→ EXERCISE PROMPT:
Repeat the entries below exactly and in full.

** DATA LISTING follows **

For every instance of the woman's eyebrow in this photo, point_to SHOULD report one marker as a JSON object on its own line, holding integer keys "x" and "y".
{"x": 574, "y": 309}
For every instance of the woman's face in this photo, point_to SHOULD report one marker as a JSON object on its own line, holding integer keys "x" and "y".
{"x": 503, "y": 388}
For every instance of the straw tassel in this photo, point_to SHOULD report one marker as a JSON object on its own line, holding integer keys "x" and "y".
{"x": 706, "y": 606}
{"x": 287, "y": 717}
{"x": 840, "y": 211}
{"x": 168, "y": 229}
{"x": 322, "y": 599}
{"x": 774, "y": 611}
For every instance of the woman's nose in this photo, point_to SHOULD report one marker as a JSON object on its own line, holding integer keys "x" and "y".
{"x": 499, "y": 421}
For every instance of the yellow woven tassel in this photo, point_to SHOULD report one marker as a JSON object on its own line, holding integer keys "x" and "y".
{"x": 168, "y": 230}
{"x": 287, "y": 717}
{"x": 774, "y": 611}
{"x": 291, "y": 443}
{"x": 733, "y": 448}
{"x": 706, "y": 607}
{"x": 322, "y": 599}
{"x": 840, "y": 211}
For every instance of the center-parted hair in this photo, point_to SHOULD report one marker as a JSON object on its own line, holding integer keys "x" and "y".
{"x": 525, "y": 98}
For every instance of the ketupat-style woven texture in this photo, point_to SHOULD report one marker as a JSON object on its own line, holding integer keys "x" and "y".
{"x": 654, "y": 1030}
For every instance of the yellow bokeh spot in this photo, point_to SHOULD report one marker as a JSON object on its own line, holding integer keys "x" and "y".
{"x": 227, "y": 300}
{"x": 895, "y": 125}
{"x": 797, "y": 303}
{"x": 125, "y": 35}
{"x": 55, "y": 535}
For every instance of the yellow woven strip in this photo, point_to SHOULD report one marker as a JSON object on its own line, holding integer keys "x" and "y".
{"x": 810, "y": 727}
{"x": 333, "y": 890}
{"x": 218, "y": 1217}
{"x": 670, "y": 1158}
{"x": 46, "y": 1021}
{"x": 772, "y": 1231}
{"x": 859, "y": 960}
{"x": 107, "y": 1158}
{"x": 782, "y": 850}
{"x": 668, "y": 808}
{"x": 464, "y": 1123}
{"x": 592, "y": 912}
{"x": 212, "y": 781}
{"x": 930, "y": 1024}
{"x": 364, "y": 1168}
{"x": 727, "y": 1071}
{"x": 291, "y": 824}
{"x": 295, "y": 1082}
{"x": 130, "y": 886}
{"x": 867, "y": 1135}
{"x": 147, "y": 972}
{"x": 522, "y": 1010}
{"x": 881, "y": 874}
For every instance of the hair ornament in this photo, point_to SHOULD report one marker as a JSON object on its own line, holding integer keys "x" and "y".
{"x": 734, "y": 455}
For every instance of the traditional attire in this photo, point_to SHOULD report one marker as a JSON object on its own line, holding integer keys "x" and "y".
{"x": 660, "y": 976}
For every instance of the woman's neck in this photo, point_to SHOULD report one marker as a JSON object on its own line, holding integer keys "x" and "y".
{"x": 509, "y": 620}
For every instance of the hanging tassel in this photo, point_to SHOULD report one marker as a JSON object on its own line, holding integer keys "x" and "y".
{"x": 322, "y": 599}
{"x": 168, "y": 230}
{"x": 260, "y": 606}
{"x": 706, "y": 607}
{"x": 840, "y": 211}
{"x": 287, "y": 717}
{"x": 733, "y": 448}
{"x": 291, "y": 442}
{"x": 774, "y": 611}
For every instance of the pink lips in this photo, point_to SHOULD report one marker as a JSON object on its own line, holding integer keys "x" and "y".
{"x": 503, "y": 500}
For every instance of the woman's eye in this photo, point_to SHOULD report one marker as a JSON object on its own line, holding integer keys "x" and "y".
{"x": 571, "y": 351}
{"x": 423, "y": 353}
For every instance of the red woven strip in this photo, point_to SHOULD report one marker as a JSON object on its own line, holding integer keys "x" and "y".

** End of DATA LISTING **

→ WORKED SOLUTION:
For every instance of the woman's eyebrow in this photo, point_to SHOULD report one marker as a JSON object on its own line, holding integer keys "x" and "y".
{"x": 574, "y": 309}
For every instance of the woman's face in this photo, point_to SHOULD report one marker as a JSON object on its own line, holding integer keys "x" and "y".
{"x": 503, "y": 388}
For every instance of the straw tassel in this photo, point_to SHOULD report one marker as a JSON object on its own line, holding integer keys "x" and "y".
{"x": 706, "y": 606}
{"x": 287, "y": 717}
{"x": 840, "y": 211}
{"x": 168, "y": 229}
{"x": 322, "y": 599}
{"x": 774, "y": 611}
For every instance of the woman's nose in this photo, point_to SHOULD report one marker as a JSON object on its own line, holding integer keys "x" and "y".
{"x": 499, "y": 421}
For every instance of the yellow woven tassel in this photo, point_to SHOULD report one marker as a JSON object on its own line, holding integer keys "x" and "y".
{"x": 168, "y": 230}
{"x": 287, "y": 717}
{"x": 774, "y": 611}
{"x": 291, "y": 443}
{"x": 733, "y": 448}
{"x": 706, "y": 607}
{"x": 322, "y": 599}
{"x": 840, "y": 211}
For every instance of the center-parted hair in this photo, point_to SHOULD report one marker as a JSON object on its own line, holding integer keys "x" and "y".
{"x": 525, "y": 98}
For every instance of the ketupat-style woven texture in this photo, point_to SHOULD report one marker as a JSON object on its own line, holding integer keys "x" and "y".
{"x": 654, "y": 1030}
For every instance of the yellow bokeh spot in this photo, point_to SHOULD report one marker as a JSON object on its own line, holding integer keys "x" and "y".
{"x": 227, "y": 300}
{"x": 895, "y": 125}
{"x": 797, "y": 303}
{"x": 125, "y": 35}
{"x": 55, "y": 535}
For every instance of the yellow woven strip in this photo, point_to SHOULD report one marker as a JSON object on its own line, holding integer keys "x" and "y".
{"x": 810, "y": 727}
{"x": 333, "y": 890}
{"x": 218, "y": 1217}
{"x": 670, "y": 1158}
{"x": 46, "y": 1021}
{"x": 772, "y": 1231}
{"x": 859, "y": 960}
{"x": 107, "y": 1158}
{"x": 782, "y": 850}
{"x": 668, "y": 808}
{"x": 464, "y": 1123}
{"x": 592, "y": 912}
{"x": 212, "y": 781}
{"x": 930, "y": 1024}
{"x": 364, "y": 1168}
{"x": 727, "y": 1071}
{"x": 291, "y": 824}
{"x": 295, "y": 1082}
{"x": 130, "y": 886}
{"x": 867, "y": 1135}
{"x": 147, "y": 972}
{"x": 522, "y": 1010}
{"x": 881, "y": 874}
For every instance of the hair ornament in this photo, point_to SHOULD report one marker as a JSON object on its own line, holding integer keys "x" and "y".
{"x": 734, "y": 455}
For every instance of the traditional attire in this photo, point_to SHOULD report one marker as a JSON object on its own line, holding integer keys "x" and "y".
{"x": 660, "y": 976}
For every instance of the woman's neck in this photo, point_to SHOULD report one marker as a JSON object on its own line, holding integer keys "x" and "y".
{"x": 509, "y": 620}
For every instance of the hanging tassel in this photo, point_to SHOULD report one marker as a JSON object on its own line, holding integer keys "x" and "y".
{"x": 322, "y": 599}
{"x": 168, "y": 230}
{"x": 260, "y": 606}
{"x": 706, "y": 607}
{"x": 840, "y": 211}
{"x": 287, "y": 717}
{"x": 733, "y": 448}
{"x": 291, "y": 442}
{"x": 774, "y": 611}
For every instance of the pink lips in this photo, point_to SHOULD report one marker as a JSON object on its own line, holding integer keys "x" and "y".
{"x": 503, "y": 500}
For every instance of the woman's eye in this photo, point_to SHOULD report one marker as a JSON object on its own line, holding integer keys "x" and "y".
{"x": 571, "y": 351}
{"x": 423, "y": 353}
For every instance of the red woven strip in this photo, point_to SHOULD report one marker as a JSON object on its own line, holding integer keys "x" and "y".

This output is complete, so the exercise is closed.